[BEGIN Information provided]

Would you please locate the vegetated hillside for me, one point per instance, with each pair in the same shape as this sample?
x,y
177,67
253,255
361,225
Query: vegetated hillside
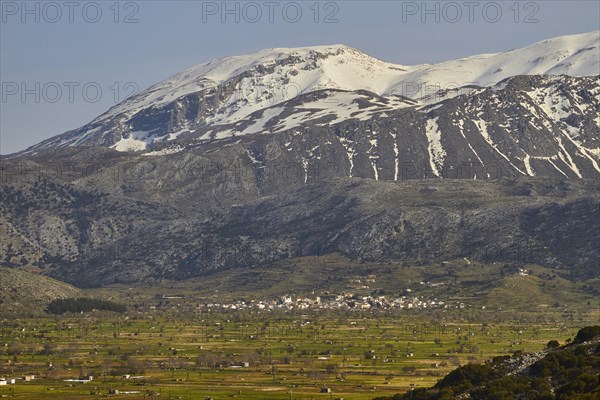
x,y
24,291
571,372
84,235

[END Information provided]

▶ [Goal]:
Reproduce every row above word for word, leaving the pictures out of your answer.

▶ [Exercise response]:
Would you please locate the vegetated hillside for me, one point per instance, with each pair in the same shape as this sample?
x,y
177,67
253,255
361,225
Query: vegetated hillside
x,y
24,291
571,372
84,235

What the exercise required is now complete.